(Raw items)

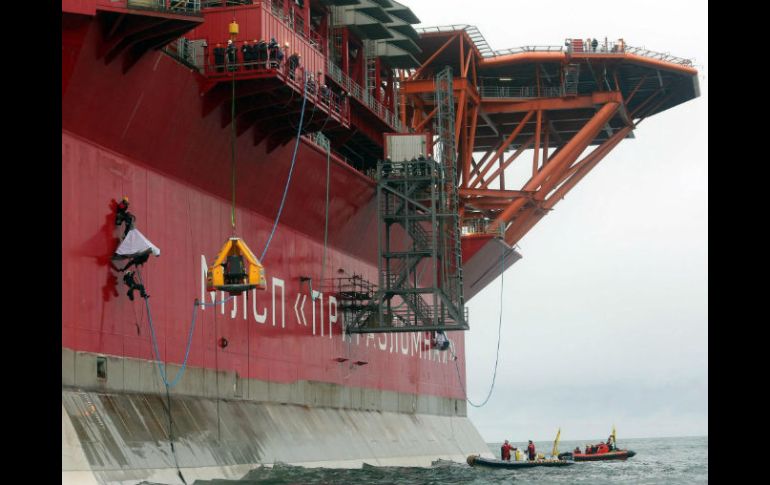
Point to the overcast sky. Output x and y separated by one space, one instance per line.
605 319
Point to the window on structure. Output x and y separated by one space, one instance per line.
101 367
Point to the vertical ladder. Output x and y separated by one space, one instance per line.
371 66
452 250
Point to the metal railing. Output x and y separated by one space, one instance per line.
520 92
472 31
195 54
619 47
186 7
356 91
529 48
226 3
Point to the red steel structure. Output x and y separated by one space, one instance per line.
550 101
150 111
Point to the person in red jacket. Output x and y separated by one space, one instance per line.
505 451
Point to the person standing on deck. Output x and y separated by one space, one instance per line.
531 450
505 451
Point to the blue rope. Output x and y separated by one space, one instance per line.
497 357
291 170
156 351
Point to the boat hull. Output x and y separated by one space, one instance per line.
612 455
479 461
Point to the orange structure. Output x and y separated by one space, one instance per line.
552 102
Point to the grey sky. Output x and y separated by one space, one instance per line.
605 319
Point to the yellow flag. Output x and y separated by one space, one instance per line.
555 451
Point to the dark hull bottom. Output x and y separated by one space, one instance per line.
474 460
613 455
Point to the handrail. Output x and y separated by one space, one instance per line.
187 7
520 91
337 106
619 47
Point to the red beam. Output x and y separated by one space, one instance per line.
494 193
491 105
500 170
505 145
571 150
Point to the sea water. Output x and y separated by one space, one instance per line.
670 461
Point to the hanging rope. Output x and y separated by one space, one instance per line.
156 351
291 171
326 224
497 356
232 151
162 369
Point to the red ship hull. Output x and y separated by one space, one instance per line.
142 134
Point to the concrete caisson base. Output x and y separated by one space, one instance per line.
122 438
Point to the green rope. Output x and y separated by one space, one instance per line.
233 136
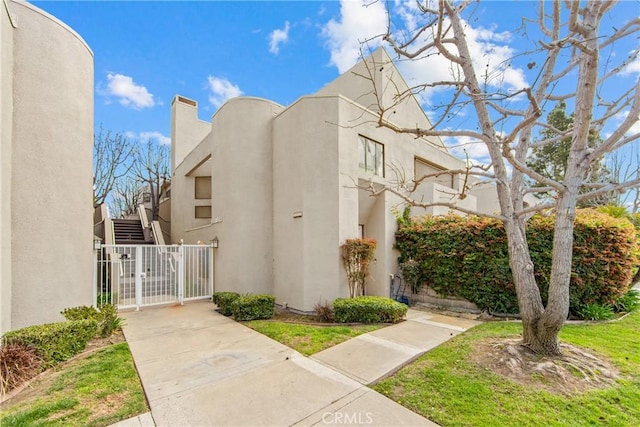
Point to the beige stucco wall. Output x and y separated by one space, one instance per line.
285 189
307 267
237 154
6 131
51 140
187 131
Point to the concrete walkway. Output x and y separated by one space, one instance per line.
199 368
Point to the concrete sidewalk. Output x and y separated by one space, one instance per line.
199 368
368 358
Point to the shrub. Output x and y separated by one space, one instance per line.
110 321
357 254
467 257
324 312
224 300
81 313
627 302
104 298
55 342
252 307
596 312
107 317
18 363
368 309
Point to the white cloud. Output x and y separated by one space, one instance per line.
155 136
359 20
128 92
463 146
148 136
621 117
633 67
489 48
221 90
278 37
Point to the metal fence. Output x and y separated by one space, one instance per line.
132 276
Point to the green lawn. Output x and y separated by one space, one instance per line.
98 390
308 339
447 388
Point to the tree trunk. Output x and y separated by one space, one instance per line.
539 328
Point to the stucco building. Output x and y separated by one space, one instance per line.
281 188
46 113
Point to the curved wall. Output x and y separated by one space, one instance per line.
51 181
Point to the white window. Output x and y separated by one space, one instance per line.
203 211
371 156
203 187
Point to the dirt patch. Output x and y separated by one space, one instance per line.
574 372
34 388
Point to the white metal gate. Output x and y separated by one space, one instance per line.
132 276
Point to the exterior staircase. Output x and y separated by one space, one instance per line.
129 232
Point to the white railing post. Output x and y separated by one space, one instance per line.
138 277
181 274
96 248
212 261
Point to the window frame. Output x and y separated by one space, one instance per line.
195 212
196 195
371 151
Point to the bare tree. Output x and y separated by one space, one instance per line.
625 168
112 160
126 196
569 69
151 169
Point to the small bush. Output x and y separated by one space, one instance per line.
110 321
104 298
627 302
81 313
107 317
18 363
596 312
324 312
224 300
252 307
55 342
368 309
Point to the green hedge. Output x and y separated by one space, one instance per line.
55 342
368 309
224 300
467 257
107 317
251 307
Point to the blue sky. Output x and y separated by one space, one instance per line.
146 52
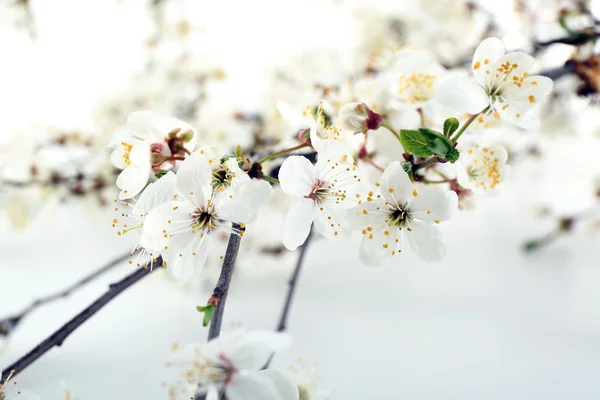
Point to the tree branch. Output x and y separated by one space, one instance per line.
219 296
292 283
58 337
7 325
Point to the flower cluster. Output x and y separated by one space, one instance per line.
394 195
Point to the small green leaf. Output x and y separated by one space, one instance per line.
208 311
439 144
407 167
415 142
160 174
450 126
452 155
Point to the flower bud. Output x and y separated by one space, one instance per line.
357 117
187 136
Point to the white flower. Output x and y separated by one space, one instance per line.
416 76
148 144
482 169
397 211
8 391
503 83
182 227
322 192
231 364
357 117
324 137
155 194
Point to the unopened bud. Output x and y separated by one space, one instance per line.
173 133
357 117
187 136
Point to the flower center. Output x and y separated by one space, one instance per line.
204 219
399 217
319 193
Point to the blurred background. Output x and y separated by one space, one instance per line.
513 311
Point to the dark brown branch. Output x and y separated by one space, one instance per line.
219 296
7 325
292 283
58 337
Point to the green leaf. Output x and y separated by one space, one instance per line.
160 174
452 155
450 126
407 167
440 145
208 311
415 142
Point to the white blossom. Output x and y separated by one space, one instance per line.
135 213
482 168
396 211
324 137
321 193
503 82
144 146
232 364
182 228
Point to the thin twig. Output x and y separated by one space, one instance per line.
219 296
292 284
7 325
58 337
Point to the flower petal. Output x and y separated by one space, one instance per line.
242 202
253 349
298 222
488 52
194 179
131 181
156 193
371 251
285 388
462 94
433 205
425 240
117 158
163 221
396 186
140 154
297 176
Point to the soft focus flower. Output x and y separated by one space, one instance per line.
324 137
357 117
322 192
147 144
482 169
181 228
8 390
503 83
398 211
232 364
155 194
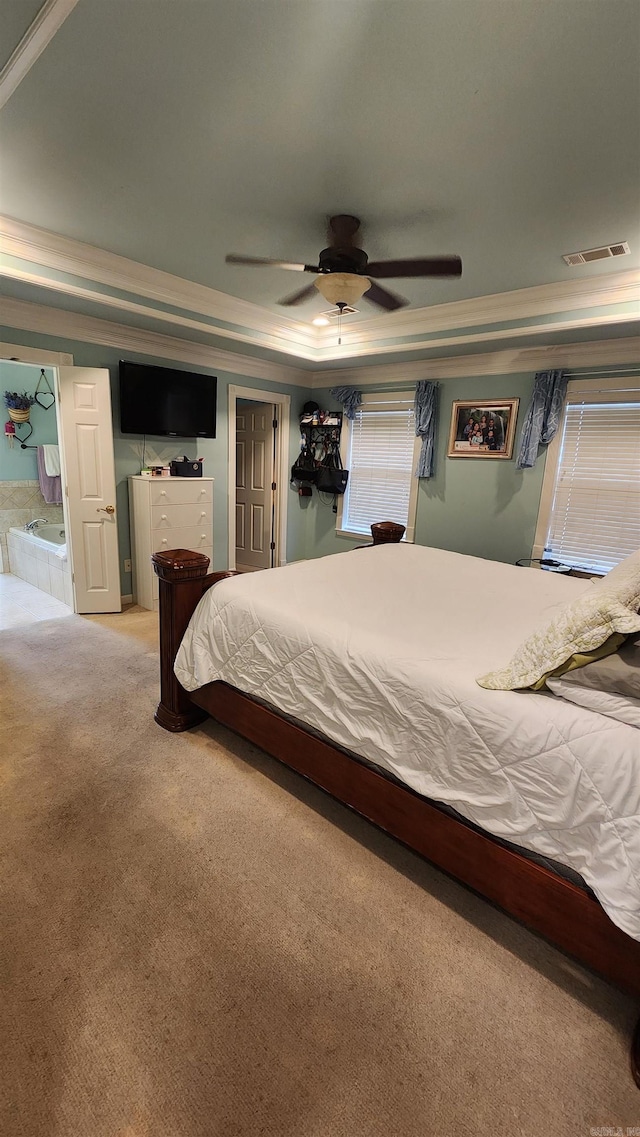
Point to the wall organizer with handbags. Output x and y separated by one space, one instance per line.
320 463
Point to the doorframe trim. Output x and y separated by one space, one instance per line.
283 404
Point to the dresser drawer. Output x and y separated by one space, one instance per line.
192 537
174 491
180 516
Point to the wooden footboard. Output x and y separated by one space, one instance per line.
551 905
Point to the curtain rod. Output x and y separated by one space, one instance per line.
631 372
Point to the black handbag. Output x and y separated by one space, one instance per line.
305 469
332 478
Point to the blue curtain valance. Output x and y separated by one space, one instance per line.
542 416
425 407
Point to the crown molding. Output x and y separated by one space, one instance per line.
71 325
249 323
479 337
55 322
86 262
598 354
497 308
32 44
141 309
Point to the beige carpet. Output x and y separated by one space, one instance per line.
196 943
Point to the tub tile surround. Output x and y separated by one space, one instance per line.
40 566
19 503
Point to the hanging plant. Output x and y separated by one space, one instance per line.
18 405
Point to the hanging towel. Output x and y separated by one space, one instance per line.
52 461
50 488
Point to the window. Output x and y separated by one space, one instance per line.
381 455
593 512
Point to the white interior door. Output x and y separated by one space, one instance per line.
86 450
254 486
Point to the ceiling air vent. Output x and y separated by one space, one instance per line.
601 254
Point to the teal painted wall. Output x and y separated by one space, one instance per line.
127 449
17 464
478 506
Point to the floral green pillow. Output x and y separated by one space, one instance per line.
588 629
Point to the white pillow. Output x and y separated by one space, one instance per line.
617 674
597 621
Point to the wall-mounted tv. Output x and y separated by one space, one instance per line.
164 400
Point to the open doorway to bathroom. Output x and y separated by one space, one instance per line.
35 581
258 478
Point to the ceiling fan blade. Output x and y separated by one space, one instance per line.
417 266
299 297
233 258
384 298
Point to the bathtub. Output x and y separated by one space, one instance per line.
35 557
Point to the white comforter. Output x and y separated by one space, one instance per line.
379 648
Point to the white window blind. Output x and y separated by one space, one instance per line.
380 463
596 511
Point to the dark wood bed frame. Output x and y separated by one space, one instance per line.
560 911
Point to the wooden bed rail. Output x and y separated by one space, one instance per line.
183 579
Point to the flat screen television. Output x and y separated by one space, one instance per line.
164 400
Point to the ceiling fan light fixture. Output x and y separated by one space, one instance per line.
342 288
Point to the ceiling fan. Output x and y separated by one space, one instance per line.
352 273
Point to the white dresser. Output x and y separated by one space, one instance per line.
167 513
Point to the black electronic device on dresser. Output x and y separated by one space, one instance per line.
182 467
163 400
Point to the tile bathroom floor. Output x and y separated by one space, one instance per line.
23 604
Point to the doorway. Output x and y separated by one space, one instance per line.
79 555
258 448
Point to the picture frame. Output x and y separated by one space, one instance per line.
482 429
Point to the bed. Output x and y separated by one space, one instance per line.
358 670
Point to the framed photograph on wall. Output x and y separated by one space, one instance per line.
482 429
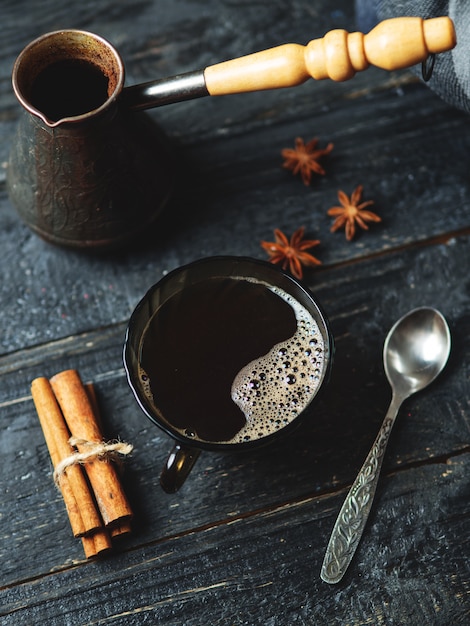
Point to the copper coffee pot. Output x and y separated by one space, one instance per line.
84 170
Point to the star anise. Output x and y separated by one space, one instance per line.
291 253
304 158
352 213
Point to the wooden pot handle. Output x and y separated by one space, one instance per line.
393 44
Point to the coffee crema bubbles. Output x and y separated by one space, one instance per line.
272 390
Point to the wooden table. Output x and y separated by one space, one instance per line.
244 539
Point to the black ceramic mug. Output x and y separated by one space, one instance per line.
225 353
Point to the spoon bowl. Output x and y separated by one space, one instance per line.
415 352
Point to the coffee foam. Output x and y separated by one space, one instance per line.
274 389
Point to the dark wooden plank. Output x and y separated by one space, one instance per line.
264 568
231 201
322 456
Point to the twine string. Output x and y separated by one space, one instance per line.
104 450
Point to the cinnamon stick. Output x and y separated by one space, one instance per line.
97 543
79 502
78 413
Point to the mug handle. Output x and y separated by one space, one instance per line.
179 463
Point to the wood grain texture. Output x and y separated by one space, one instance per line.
243 541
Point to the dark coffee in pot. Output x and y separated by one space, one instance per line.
69 88
230 360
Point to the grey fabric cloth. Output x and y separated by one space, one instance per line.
451 75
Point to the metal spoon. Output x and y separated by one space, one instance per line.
415 352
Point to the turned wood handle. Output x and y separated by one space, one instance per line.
392 44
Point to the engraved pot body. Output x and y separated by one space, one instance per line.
83 173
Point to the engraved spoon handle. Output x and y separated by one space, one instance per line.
352 518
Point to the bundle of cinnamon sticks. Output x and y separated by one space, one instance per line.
96 504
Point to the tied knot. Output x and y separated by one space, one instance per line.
91 450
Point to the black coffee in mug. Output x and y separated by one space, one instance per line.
227 352
230 360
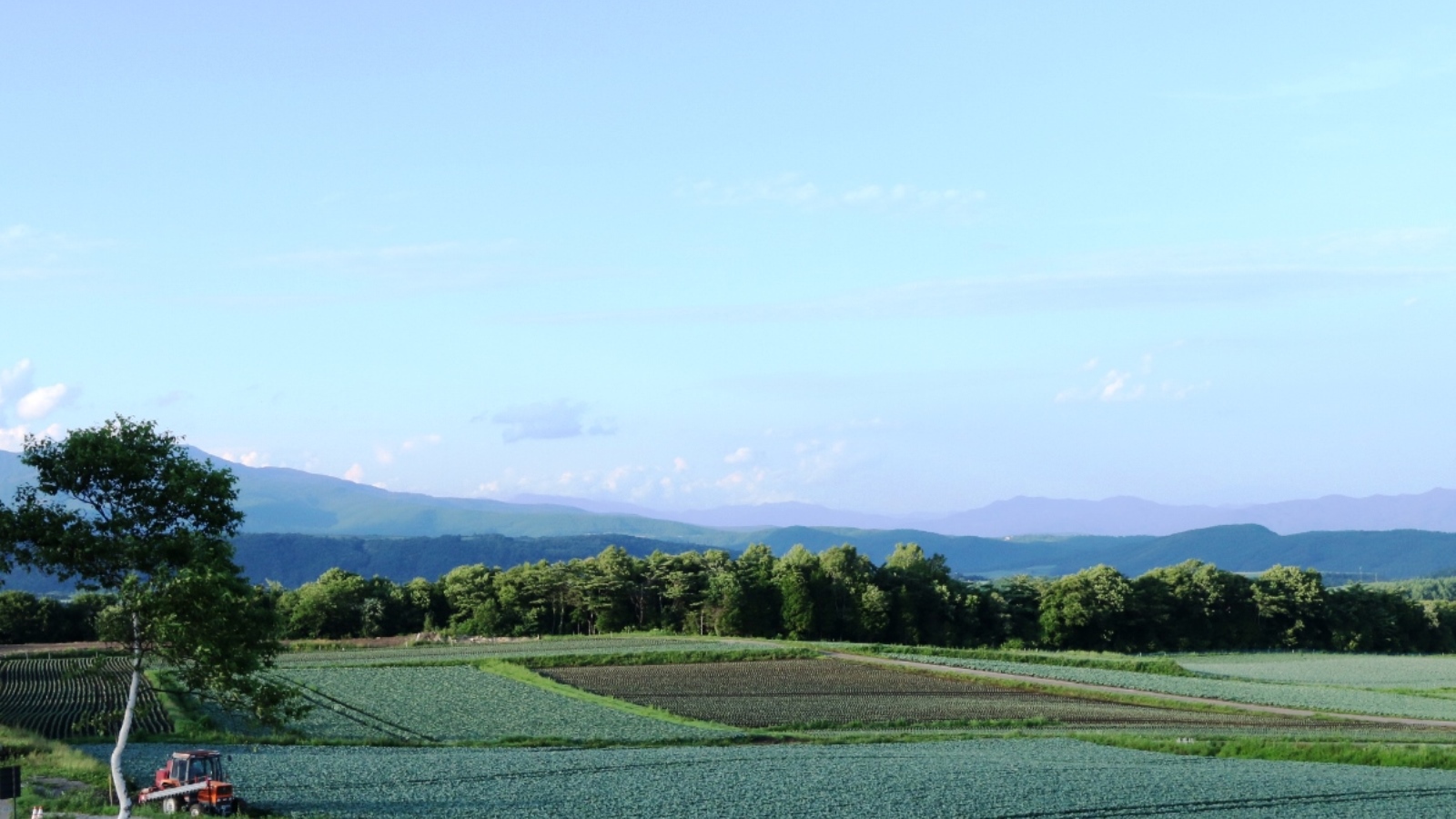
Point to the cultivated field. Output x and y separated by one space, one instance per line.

--- What the exercise asks ---
Please repeat the items from the line containing "Point to the wooden table." through the end of the items, requests included, shifting every coordinate in the answers by -123. Omit the pictures.

--- Result of this exercise ---
Point to the wooden table. Output x and y separated by one space, one instance per line.
121 416
Point to the black ceramic mug. Output x and y separated by one space, one instance per line.
102 230
Point to the spoon bowl. Output x and y separated by one space, one instance per line.
292 229
Point to the coffee foam. Output x and y separated by one space, one instance per line.
151 266
Point to the dark wooden plank. Output x and y separated by one space, one instance per line.
141 445
108 78
199 333
Point to the twine string. Output x and y separated by one space, one instance per line.
-19 327
Point to the cinnamon stick. Output x and y separated by one space, one instance per line.
-26 420
-44 379
-45 290
Point to the mug handle. Output x and y separated by one space, one instance per line.
56 340
Point to the wood grain texture. Output x and y separated by one space, one instance per line.
120 418
Point to the dark coffee in pot. Output x and y separated by one space, one instance per line.
-54 -35
107 237
Point to the grey fabric cloth. Output x and y separated by one space, one instance per line.
328 -48
Point to the metal spoon. Output x and y separated by one space, one instance per line.
292 229
Point to the turned wood handle. Output x and y separated by one space, one instance per line.
269 -79
Point to the engraved pot body. Output x and y separated by one space, one instance per line.
-40 50
Point to the engraved spoon handle. Output x and y separated by one space, one instance per line.
229 395
Point to the bundle of cinnamon sticks. Output x and y separated by one space, one instance per line.
-27 381
Point to the tied knot. Output x and y separated by one space, one instance per line.
-32 327
Point to the black coffee in mug. Output x and y separated by one space, one instance per line.
104 229
107 237
Point to the cultivated field. Output x and y separated by one space, one instance per line.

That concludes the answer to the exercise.